— EXERCISES —
a) Do these statements agree with the column about Mecha de ASU below? Answer each yes or no and quote the deciding words. (i) The university administration put Mecha de ASU on interim suspension. (ii) The writer has read some of Mecha de ASU's newsletters. (iii) The ASU statement about a safe and inclusive environment was issued in April 2024.
b) Extend the column about Mecha de ASU by a few paragraphs, starting after its last sentence, which mentions Columbia University.

— EXTRACTED TEXT —
════

Mecha de ASU is playing with fire 

We should interpret it that way, because that’s how Mecha de ASU describes its goals in its mission statement:

“Mechistas must take it upon themselves to organize and politicize our communities to build power to enact liberatory politics. This means not only combating the legacies of colonization such as capitalism and white supremacy, but creating a movement that centers Black, Indigenous, Queer, Trans, and Femme people.” 

If you’ve wondered how any LGBTQ people could support the Palestinians, who would brutally abuse them for their sexuality, here’s why.

The campus movement is about bigger things than the children of the Gaza Strip. It’s about power.

As the Mecha de ASU mission statement explains...

“...we must devote ourselves to ending settler colonialism, anti-Black racism, heteronormativity, borders and prisons because our liberation does not exist until these legacies of colonization are abolished. ... MECHA values are rooted in anti-colonialism, anti-capitalism, anti-heteropatriarchy, anti-imperialism, and antiracism.”

After the Instagram post, the university administration placed Mecha de ASU on interim suspension for violating the university code of conduct, the State Press reported.

In an October 2023 statement, ASU officials had written that the school fosters "a safe and inclusive environment," and "respectful conversations that promote mutual understanding and empathy," the State Press reported.

I’ve listened to some of Mecha de ASU’s podcasts, and they sound like pretty nice young people. But they are playing with fire.

College protests are about global intifada, not just Gaza

It’s the kind of fire that turned into a conflagration at Columbia University this past week.

════

— EXTRACTED DATA —

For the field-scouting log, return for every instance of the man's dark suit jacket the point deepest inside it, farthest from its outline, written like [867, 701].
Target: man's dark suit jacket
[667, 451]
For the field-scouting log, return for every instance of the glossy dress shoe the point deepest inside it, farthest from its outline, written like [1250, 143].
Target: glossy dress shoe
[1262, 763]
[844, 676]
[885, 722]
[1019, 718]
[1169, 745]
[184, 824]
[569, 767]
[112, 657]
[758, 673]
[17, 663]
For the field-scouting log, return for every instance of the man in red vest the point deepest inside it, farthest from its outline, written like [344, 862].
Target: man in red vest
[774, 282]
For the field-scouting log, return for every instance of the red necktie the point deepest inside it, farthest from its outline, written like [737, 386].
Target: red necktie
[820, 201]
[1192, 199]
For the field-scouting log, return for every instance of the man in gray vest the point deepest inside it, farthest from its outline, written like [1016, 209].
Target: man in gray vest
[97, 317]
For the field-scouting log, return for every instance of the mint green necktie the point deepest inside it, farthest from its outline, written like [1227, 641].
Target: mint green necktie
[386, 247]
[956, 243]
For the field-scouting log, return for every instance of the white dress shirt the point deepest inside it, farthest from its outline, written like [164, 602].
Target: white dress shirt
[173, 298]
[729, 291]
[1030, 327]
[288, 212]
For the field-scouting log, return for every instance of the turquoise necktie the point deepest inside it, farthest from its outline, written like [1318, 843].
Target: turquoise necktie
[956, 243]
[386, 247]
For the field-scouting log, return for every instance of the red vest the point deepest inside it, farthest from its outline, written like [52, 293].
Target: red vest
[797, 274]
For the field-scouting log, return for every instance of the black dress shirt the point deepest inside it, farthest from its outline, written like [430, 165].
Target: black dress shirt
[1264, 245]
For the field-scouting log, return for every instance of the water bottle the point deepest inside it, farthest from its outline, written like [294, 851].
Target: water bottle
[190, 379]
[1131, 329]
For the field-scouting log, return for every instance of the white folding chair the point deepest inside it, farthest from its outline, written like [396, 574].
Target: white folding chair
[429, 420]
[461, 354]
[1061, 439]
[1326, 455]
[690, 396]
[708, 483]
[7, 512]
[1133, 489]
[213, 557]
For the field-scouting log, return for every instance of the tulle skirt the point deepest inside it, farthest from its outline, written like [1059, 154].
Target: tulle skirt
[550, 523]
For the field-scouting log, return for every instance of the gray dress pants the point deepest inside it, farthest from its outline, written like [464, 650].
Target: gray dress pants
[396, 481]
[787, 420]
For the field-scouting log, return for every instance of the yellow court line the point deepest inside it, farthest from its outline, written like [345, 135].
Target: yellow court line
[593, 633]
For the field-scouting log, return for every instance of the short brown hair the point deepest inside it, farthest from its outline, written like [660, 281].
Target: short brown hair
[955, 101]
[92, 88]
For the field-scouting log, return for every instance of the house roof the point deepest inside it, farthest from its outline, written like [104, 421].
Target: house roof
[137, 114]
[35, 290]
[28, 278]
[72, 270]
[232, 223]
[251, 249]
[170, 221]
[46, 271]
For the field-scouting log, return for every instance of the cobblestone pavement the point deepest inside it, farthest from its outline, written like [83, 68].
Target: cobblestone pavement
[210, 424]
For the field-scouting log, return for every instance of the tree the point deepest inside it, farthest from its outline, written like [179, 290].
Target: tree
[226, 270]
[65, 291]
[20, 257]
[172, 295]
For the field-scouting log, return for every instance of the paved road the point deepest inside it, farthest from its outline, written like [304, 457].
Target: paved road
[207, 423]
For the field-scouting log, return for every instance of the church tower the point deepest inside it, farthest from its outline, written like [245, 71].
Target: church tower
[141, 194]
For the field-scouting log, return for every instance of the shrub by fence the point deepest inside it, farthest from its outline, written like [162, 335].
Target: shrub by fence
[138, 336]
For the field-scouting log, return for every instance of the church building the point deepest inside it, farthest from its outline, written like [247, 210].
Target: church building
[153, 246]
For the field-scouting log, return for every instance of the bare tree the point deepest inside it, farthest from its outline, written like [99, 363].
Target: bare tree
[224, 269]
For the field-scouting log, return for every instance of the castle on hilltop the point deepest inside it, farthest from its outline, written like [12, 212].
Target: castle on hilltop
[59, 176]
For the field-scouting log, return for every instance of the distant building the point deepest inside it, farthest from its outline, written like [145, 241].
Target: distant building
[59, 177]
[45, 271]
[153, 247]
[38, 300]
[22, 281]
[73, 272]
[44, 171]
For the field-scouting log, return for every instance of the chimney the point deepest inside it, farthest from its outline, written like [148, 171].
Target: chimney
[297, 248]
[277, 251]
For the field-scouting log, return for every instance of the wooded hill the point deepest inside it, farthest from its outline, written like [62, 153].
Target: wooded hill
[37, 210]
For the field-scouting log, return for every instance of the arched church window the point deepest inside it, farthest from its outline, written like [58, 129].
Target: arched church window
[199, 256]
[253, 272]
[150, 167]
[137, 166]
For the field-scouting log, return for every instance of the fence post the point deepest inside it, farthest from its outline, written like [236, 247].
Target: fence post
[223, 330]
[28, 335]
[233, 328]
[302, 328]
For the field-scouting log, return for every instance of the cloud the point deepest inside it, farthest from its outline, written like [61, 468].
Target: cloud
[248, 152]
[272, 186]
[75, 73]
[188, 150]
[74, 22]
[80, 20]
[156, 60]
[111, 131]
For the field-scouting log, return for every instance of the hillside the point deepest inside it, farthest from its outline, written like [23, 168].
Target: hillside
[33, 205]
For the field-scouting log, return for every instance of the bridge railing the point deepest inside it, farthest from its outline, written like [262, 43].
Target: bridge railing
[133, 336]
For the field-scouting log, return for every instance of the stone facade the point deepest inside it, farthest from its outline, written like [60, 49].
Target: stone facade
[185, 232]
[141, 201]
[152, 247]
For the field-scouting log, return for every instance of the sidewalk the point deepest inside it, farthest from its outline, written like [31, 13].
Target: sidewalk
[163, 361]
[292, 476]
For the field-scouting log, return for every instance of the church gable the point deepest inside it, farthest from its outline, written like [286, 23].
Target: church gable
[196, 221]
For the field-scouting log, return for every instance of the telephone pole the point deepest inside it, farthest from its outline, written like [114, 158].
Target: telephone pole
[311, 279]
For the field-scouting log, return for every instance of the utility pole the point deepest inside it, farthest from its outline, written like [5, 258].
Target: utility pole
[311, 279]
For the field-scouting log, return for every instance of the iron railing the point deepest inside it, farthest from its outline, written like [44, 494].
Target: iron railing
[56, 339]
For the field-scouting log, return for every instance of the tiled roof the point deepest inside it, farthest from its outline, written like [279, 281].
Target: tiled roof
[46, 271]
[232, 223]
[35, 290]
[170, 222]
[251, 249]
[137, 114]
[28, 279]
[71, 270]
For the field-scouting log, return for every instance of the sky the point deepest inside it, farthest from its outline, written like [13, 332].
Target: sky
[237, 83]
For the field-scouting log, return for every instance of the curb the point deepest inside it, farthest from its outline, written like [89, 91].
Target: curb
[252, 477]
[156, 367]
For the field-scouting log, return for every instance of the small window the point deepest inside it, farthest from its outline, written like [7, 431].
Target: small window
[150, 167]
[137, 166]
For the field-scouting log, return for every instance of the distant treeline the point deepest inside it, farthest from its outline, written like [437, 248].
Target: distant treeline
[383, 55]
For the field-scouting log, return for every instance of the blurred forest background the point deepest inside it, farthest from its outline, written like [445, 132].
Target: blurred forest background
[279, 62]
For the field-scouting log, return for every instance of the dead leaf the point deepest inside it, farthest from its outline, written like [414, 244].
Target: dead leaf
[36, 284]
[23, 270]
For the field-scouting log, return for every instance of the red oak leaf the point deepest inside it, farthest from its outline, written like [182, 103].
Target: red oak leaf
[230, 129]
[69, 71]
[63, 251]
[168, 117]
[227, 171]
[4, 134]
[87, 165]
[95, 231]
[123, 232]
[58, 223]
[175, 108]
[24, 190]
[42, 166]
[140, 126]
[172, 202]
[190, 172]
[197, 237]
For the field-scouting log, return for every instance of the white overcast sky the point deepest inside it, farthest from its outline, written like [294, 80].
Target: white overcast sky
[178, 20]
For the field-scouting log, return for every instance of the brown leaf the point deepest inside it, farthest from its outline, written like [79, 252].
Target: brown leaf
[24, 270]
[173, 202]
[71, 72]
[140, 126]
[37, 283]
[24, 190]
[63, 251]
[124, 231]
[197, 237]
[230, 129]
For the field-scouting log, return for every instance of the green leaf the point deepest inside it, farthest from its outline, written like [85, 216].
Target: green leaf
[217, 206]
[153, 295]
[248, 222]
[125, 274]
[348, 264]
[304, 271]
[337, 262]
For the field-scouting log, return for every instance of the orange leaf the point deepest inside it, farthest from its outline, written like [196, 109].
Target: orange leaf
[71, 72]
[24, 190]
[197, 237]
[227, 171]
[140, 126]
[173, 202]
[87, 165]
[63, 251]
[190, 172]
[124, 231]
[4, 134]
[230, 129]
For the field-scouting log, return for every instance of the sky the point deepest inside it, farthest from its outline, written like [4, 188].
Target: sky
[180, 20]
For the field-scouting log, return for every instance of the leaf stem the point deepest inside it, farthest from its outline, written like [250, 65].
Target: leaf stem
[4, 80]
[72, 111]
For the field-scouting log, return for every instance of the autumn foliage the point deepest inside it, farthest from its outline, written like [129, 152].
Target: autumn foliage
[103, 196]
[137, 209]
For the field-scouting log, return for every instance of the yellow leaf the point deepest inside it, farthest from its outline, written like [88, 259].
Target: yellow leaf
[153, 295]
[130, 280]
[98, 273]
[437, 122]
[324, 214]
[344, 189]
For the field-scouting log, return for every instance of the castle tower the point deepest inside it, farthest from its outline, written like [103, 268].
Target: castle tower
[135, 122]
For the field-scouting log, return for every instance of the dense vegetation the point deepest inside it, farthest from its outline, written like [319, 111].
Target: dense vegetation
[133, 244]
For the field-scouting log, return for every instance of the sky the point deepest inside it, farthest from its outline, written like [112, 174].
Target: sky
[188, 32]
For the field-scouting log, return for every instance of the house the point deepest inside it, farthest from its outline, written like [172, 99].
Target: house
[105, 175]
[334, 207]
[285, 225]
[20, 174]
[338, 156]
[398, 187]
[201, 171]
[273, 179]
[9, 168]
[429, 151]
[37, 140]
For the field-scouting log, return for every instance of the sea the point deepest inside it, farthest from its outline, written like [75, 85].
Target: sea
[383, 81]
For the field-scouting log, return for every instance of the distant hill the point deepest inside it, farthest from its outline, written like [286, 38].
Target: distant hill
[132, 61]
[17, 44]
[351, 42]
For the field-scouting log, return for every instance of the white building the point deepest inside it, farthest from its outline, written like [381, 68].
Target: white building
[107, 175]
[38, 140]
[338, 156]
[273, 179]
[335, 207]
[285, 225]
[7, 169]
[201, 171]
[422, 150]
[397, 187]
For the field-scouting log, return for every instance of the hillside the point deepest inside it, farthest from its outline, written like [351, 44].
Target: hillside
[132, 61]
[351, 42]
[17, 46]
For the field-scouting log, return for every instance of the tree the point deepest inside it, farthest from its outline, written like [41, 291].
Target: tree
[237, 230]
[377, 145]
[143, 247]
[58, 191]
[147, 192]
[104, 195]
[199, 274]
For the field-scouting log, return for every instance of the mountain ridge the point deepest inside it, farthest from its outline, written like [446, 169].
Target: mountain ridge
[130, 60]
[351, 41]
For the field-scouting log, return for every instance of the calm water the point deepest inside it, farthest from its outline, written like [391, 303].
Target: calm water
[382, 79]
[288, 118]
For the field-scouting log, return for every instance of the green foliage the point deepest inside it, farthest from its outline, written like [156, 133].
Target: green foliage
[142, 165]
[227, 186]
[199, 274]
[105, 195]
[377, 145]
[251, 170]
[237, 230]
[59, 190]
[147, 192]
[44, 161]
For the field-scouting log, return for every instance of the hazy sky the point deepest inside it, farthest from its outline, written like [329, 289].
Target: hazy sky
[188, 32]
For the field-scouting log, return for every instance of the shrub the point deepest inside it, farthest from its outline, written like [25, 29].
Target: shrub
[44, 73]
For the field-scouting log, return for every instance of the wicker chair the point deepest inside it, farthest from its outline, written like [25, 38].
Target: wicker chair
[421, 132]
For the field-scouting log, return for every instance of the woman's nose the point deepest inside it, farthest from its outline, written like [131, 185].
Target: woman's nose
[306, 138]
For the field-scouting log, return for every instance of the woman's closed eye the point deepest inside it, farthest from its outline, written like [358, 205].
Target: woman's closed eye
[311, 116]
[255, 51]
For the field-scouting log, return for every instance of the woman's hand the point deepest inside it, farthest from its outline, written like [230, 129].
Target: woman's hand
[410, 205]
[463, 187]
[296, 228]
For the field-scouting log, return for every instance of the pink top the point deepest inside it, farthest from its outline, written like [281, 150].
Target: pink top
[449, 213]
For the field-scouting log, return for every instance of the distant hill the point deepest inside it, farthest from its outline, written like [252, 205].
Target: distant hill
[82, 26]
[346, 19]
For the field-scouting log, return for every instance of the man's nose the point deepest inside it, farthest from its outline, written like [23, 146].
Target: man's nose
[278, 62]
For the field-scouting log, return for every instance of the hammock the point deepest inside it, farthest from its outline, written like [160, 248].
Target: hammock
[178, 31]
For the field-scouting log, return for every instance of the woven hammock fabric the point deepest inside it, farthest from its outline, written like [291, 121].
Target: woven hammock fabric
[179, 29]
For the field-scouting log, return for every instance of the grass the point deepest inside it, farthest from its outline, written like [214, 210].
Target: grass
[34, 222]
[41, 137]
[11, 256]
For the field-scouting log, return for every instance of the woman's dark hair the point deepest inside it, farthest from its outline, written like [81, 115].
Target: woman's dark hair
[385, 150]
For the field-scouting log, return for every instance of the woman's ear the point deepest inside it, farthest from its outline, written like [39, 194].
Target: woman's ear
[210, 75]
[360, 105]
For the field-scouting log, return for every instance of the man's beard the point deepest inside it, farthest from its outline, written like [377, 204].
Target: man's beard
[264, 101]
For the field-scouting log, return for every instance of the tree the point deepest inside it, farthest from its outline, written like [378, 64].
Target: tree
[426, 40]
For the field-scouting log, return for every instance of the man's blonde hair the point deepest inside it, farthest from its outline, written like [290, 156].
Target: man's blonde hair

════

— RESULTS FOR THE EXERCISE —
a)
(i) Yes: "the university administration placed Mecha de ASU on interim suspension for violating the university code of conduct"
(ii) No: "I’ve listened to some of Mecha de ASU’s podcasts"
(iii) No: "In an October 2023 statement, ASU officials had written that the school fosters "a safe and inclusive environment,""

b)
Pro-Palestinian student protesters swarmed the campus as Jewish students and parents recorded them telling them to “go back to Europe,” “go back to Poland,” “you have no culture,” “all you do is colonize.”

Other protesters celebrated the slaughter of 1,200 mostly civilian Israeli Jews on Oct. 7, praised the Hamas killers, told Jewish students on campus that Oct. 7 will happen again and again “not 1,000 more times, but 10,000 times!”

That prompted a New York rabbi to tell Columbia’s Jewish students to leave campus and stay away until things have “dramatically improved.”

The danger of decolonization ideology 

After the Oct. 7 attack on Israel, students at many of America’s elite universities celebrated the Hamas atrocities and accused the Israelis of war crimes for their counterstrike on Gaza.

That turned into a rallying cry: “Decolonization is not a metaphor.”

In reaction, British historian Simon Sebag Montefiore write an essay in The Atlantic magazine headlined, “The Decolonization Narrative Is Dangerous and False.”

“This ideology, powerful in the academy but long overdue for serious challenge, is a toxic, historically nonsensical mix of Marxist theory, Soviet propaganda, and traditional anti-Semitism from the Middle Ages and the 19th century. 

“But its current engine is the new identity analysis, which sees history through a concept of race that derives from the American experience. The argument is that it is almost impossible for the ‘oppressed’ to be themselves racist, just as it is impossible for an ‘oppressor’ to be the subject of racism. Jews therefore cannot suffer racism, because they are regarded as ‘white’ and ‘privileged.’”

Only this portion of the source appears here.